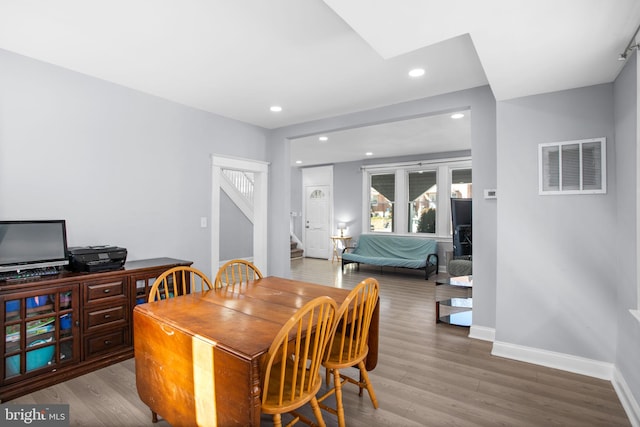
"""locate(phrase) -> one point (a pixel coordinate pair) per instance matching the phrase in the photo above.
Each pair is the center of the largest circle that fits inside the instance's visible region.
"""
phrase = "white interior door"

--

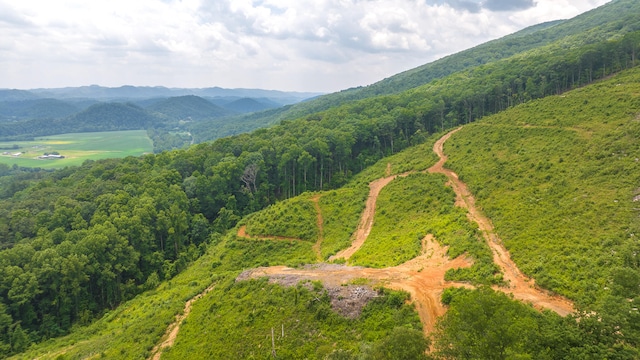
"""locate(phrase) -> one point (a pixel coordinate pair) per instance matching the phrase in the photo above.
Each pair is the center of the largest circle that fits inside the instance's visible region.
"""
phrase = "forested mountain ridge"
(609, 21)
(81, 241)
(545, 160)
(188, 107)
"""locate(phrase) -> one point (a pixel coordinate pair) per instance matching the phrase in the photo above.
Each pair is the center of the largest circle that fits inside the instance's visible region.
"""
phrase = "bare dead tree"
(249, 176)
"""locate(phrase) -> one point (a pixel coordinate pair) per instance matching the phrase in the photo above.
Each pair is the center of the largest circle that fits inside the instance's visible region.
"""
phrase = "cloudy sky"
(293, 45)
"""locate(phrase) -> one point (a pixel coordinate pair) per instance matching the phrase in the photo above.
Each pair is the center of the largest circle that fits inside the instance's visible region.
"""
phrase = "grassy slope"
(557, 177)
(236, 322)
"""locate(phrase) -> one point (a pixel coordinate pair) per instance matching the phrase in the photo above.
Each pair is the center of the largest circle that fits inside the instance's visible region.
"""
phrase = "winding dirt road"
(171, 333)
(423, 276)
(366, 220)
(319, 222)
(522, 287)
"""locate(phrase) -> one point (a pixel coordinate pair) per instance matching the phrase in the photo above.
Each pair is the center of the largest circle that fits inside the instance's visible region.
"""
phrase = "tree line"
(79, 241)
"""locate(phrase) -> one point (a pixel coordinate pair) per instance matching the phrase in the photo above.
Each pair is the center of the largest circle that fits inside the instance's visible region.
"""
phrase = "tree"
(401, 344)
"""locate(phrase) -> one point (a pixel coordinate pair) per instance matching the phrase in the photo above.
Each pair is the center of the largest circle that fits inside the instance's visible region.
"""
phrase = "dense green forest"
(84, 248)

**INSTRUCTION**
Locate every line in the items above that contains the string "tree", treating uppercase and lowercase letters as distinct, and copy each of those lines.

**SOLUTION**
phrase = "bare dead tree"
phrase = "tree line"
phrase = "tree"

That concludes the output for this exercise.